■ **Instructions to follow**:
For the listing below, return the line containing "Target: man's dark hair", the line containing "Task: point at every instance of the lamp", and all lines in between, exactly as written and nothing else.

+++ Recorded data +++

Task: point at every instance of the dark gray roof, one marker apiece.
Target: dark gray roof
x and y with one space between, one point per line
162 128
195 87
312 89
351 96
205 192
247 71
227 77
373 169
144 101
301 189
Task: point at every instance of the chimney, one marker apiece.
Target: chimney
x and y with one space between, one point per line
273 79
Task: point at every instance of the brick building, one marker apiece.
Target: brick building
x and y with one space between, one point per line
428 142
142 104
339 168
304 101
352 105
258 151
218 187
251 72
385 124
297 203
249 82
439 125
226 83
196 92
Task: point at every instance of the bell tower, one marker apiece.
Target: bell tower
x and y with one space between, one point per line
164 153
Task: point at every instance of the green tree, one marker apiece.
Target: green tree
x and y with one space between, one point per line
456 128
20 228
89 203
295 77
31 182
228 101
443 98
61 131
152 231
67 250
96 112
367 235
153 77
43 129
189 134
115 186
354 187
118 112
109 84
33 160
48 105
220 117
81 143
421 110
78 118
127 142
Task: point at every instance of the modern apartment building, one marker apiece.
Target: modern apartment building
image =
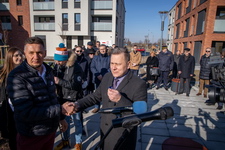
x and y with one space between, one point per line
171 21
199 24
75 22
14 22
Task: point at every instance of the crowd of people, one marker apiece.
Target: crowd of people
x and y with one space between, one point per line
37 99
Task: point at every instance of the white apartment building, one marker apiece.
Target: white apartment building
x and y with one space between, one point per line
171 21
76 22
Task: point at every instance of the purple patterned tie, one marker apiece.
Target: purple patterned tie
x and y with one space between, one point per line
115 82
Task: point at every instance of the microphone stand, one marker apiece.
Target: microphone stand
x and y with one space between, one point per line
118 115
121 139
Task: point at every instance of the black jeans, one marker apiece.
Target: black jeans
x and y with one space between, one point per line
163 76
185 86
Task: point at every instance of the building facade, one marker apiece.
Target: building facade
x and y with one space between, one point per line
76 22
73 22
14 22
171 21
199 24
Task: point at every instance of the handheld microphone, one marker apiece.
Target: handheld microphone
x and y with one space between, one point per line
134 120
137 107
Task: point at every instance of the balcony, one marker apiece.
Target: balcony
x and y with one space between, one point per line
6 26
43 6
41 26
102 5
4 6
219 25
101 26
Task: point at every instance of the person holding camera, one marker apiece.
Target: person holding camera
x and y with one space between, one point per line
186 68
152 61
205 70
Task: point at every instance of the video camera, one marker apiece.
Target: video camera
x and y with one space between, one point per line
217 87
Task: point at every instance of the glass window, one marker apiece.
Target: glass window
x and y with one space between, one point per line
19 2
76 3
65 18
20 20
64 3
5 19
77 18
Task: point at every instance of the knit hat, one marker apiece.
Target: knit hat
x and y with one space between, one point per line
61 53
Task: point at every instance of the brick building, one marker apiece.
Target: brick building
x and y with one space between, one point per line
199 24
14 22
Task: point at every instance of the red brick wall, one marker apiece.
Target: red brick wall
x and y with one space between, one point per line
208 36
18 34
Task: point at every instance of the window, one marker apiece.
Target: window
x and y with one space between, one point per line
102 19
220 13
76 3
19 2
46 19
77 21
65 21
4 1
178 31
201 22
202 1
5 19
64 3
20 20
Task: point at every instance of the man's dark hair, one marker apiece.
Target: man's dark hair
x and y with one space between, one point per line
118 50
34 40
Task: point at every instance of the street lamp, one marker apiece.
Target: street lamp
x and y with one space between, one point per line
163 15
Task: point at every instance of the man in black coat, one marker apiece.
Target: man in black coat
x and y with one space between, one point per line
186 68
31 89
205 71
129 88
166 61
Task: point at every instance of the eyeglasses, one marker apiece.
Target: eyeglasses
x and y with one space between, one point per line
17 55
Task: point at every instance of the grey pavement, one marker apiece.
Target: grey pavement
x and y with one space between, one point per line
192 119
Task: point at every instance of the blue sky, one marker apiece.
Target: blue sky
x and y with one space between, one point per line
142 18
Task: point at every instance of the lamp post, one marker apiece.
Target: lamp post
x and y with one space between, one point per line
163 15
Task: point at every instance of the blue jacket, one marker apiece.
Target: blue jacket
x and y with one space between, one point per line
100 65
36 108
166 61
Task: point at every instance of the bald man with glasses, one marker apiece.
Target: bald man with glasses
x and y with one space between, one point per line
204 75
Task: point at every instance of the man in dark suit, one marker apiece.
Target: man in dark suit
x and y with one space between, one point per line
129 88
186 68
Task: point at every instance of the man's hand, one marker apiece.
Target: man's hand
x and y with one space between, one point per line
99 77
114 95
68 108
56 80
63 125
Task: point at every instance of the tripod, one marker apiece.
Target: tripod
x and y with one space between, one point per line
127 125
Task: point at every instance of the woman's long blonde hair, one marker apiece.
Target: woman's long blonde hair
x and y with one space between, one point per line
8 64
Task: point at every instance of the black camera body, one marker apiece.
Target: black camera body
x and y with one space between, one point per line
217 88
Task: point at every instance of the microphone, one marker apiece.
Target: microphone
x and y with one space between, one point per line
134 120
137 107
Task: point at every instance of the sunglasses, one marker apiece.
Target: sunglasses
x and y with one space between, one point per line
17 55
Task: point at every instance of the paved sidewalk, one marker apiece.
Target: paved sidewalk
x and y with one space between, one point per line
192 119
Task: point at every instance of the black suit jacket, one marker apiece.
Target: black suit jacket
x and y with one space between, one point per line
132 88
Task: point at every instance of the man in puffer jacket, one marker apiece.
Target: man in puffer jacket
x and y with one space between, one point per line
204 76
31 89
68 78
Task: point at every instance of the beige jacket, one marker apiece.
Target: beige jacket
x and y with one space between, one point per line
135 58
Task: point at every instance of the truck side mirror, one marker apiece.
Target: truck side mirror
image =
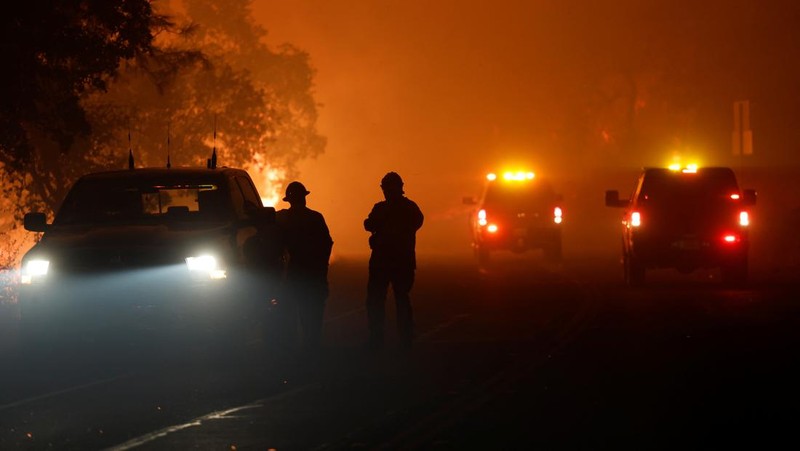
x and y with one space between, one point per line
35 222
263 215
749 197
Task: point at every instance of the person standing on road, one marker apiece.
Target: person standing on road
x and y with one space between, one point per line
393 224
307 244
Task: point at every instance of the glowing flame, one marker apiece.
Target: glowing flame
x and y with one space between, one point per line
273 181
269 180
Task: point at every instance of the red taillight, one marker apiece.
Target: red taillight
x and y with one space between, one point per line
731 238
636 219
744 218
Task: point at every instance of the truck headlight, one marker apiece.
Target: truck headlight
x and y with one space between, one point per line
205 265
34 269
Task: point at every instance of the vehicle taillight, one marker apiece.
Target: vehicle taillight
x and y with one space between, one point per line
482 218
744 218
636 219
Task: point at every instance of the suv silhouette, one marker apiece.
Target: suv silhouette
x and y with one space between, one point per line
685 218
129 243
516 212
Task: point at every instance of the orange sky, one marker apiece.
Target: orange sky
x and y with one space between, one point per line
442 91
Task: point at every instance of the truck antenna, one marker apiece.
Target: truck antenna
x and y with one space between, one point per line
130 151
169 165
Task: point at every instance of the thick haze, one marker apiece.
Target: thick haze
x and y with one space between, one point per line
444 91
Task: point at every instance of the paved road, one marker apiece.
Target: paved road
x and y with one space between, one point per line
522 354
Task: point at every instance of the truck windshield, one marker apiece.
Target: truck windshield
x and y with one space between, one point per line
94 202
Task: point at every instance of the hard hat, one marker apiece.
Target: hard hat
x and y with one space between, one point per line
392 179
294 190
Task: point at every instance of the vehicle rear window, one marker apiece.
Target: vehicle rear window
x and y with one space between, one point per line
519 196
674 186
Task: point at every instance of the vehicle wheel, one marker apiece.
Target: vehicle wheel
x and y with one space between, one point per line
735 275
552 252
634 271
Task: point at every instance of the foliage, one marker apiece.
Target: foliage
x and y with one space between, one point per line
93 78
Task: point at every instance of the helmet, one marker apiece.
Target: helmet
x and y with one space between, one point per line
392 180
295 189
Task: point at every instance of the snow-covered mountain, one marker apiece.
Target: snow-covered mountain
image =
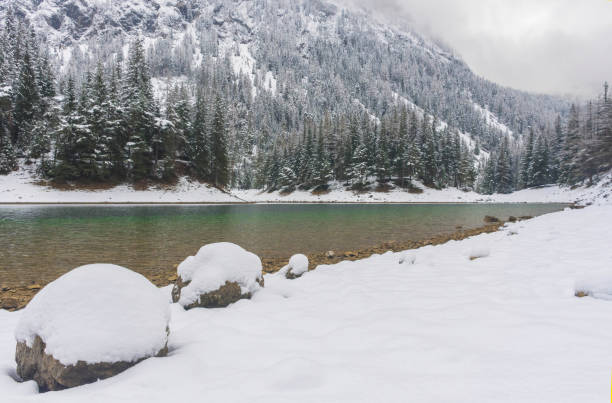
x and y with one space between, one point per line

+++
+++ Recorded data +++

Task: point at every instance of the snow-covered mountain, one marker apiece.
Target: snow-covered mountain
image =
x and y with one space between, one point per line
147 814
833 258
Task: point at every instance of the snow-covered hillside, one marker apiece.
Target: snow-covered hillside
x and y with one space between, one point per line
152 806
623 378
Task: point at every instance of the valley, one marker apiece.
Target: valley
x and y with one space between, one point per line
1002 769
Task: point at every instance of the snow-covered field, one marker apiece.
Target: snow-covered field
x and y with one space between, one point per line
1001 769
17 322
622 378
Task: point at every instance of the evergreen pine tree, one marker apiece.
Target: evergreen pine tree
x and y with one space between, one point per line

+++
+++ Recorded data +++

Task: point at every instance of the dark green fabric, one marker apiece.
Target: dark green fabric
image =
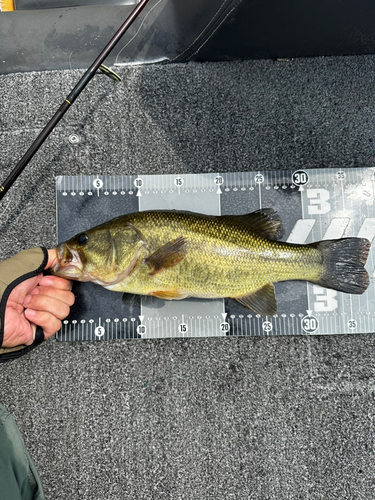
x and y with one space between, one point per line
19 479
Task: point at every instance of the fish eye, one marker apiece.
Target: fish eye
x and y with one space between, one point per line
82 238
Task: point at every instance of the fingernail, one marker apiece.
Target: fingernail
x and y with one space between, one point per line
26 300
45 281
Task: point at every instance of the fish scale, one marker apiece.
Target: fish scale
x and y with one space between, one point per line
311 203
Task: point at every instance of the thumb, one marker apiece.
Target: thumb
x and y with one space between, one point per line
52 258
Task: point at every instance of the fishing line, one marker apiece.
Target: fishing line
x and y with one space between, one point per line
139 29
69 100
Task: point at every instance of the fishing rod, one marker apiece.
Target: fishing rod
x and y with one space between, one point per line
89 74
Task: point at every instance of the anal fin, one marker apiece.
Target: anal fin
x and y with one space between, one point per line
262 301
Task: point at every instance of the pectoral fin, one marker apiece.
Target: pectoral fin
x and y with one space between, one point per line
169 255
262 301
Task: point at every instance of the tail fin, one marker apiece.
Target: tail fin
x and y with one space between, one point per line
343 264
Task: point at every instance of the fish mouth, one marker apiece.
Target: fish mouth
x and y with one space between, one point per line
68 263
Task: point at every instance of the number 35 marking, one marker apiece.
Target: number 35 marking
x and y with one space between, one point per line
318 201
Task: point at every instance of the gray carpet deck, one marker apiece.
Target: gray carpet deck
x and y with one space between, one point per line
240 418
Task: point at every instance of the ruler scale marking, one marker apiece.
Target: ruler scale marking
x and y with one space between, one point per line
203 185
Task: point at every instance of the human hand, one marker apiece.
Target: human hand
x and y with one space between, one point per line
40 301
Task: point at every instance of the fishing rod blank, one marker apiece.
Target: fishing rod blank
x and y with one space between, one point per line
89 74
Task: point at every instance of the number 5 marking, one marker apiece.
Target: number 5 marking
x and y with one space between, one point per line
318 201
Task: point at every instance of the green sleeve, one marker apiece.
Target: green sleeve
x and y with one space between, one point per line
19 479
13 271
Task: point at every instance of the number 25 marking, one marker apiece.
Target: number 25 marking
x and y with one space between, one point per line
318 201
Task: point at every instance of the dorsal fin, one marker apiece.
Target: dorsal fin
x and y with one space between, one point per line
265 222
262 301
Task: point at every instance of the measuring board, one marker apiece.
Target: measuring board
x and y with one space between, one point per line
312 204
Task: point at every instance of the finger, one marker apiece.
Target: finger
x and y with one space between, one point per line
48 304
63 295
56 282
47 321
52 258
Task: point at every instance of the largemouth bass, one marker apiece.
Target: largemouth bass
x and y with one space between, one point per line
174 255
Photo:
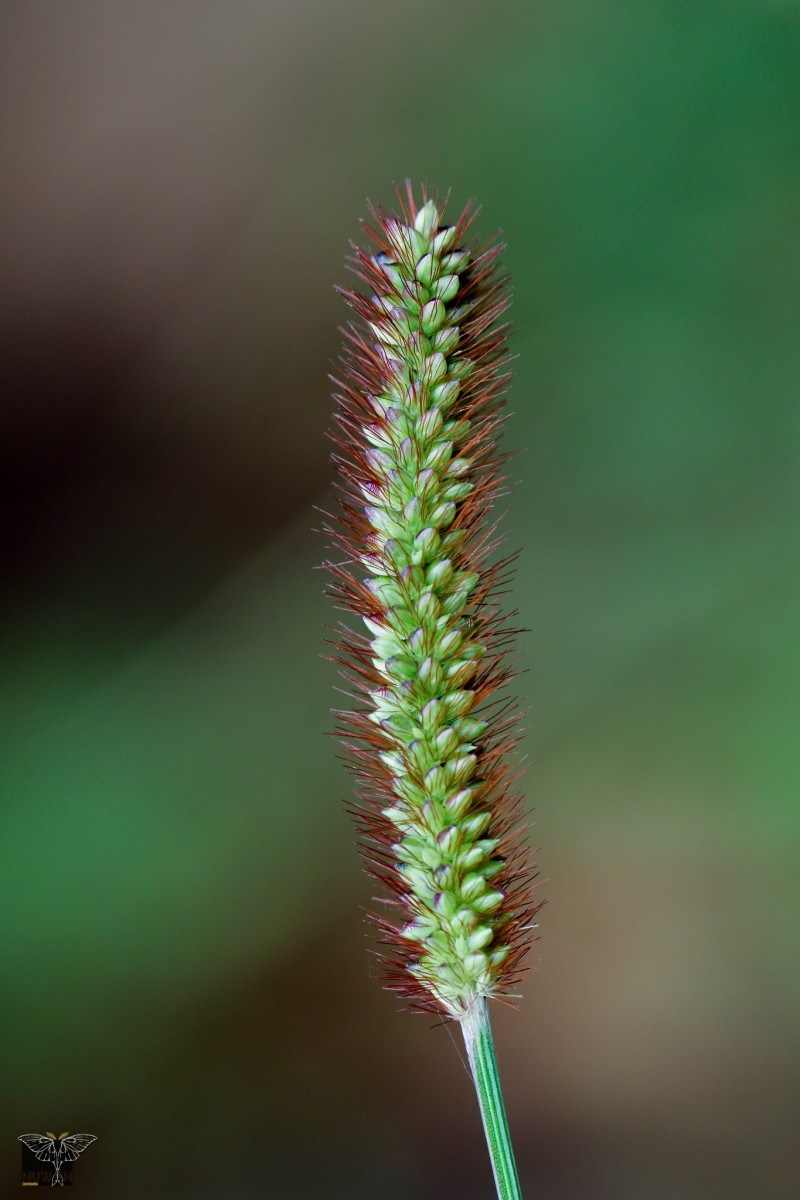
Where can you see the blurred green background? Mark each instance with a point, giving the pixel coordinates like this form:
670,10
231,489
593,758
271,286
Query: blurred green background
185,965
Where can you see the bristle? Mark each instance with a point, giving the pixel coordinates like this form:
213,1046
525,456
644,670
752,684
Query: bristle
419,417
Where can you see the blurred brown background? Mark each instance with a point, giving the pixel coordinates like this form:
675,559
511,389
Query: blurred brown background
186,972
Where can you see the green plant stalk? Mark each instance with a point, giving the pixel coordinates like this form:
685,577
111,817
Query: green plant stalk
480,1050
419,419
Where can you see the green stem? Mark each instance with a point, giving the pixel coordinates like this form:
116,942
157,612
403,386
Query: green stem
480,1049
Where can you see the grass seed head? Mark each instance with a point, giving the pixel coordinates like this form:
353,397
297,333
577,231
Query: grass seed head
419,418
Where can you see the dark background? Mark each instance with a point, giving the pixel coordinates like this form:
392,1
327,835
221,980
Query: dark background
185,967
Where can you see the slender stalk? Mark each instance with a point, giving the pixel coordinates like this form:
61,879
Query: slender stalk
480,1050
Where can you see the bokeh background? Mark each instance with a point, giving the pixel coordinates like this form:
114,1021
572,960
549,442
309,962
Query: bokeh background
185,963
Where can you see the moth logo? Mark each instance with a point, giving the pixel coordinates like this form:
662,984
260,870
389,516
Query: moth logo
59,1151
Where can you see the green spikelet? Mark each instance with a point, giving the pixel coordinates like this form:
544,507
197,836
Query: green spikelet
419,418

+++

■ **Written solution**:
Target: man's dark hair
x and y with one space between, one point per line
118 50
34 40
Task: point at every instance of the street lamp, one marker apiece.
Target: street lamp
x and y with one space between, one point per line
163 15
Task: point at every instance of the man in black coat, one marker apiece.
Target: man in black coat
x and y with one space between, one point per line
186 68
31 89
205 71
129 88
166 61
Task: point at every instance of the eyeglasses, one marker apiece.
Target: eyeglasses
x and y with one space between, one point per line
17 55
Task: point at every instance of the grey pavement, one marker apiece.
Target: grey pavement
x and y with one space between, one point per line
192 119
Task: point at every instance of the blue sky, one marker apiece.
Target: blue sky
x and y with one space between, one point per line
142 18
Task: point at every instance of the lamp post, one marker apiece.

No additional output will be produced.